'''

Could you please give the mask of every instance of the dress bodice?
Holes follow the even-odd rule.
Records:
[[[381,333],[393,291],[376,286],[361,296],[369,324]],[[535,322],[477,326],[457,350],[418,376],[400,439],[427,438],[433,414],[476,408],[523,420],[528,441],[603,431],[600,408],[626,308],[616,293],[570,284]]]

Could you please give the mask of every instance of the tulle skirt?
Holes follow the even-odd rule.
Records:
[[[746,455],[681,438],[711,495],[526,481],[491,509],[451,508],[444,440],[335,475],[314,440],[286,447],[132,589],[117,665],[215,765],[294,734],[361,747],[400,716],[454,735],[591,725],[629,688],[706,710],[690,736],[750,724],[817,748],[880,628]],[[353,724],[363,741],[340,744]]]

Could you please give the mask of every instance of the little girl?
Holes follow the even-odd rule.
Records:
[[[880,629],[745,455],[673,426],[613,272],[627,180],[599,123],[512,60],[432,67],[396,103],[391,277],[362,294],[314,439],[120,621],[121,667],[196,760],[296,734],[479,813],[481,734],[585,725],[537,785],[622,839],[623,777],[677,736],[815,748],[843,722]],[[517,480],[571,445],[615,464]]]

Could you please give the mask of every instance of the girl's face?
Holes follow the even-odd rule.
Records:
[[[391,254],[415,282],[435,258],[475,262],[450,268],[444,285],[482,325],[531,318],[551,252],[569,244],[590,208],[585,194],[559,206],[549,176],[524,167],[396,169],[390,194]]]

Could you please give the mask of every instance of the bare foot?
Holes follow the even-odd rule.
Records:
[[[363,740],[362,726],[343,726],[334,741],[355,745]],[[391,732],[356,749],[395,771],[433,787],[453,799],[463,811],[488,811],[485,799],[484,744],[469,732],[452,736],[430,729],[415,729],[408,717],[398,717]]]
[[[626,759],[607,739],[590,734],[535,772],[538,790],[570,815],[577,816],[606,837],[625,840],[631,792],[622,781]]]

'''

◆ WORK INSTRUCTIONS:
What you give back must match the records word for word.

◆ EXERCISE ANSWER:
Could you please give the mask of every instance of the dress bodice?
Holes follow the even-odd rule.
Records:
[[[381,333],[393,291],[376,286],[361,296],[369,324]],[[535,322],[477,326],[457,350],[418,376],[400,439],[427,438],[433,414],[476,408],[523,420],[528,441],[603,431],[600,408],[626,308],[616,293],[570,284]]]

Could you please give the mask of every instance of the tulle skirt?
Holes follow the even-odd rule.
Records:
[[[746,455],[681,438],[711,495],[526,481],[491,509],[451,508],[444,440],[335,475],[314,440],[286,447],[132,589],[117,665],[215,765],[294,734],[361,747],[400,716],[454,735],[591,725],[629,688],[706,710],[690,736],[750,724],[817,748],[880,628]],[[353,724],[363,741],[340,744]]]

Could you please give the mask of every instance of the little girl?
Holes follow the even-odd rule.
Records:
[[[880,629],[745,455],[673,426],[613,272],[627,180],[599,123],[512,60],[432,67],[396,103],[391,277],[362,294],[314,439],[120,621],[121,667],[196,760],[296,734],[479,813],[481,734],[585,725],[537,785],[622,839],[623,777],[677,736],[815,748],[843,722]],[[517,480],[571,445],[615,464]]]

Could you please give the mask of every instance of the girl's face?
Holes follow the even-odd rule.
Records:
[[[391,254],[415,282],[435,258],[475,262],[450,268],[444,285],[482,325],[531,318],[551,252],[569,244],[590,208],[585,194],[559,206],[549,176],[524,167],[396,169],[390,194]]]

Could you please give the mask of every instance of the bare foot?
Holes follow the even-odd rule.
Records:
[[[363,740],[362,726],[343,726],[334,741],[355,745]],[[391,732],[356,749],[395,771],[433,787],[453,799],[463,811],[488,811],[485,799],[484,744],[469,732],[452,736],[430,729],[415,729],[408,717],[398,717]]]
[[[626,759],[607,739],[590,734],[535,772],[538,790],[570,815],[577,816],[606,837],[625,840],[631,792],[622,781]]]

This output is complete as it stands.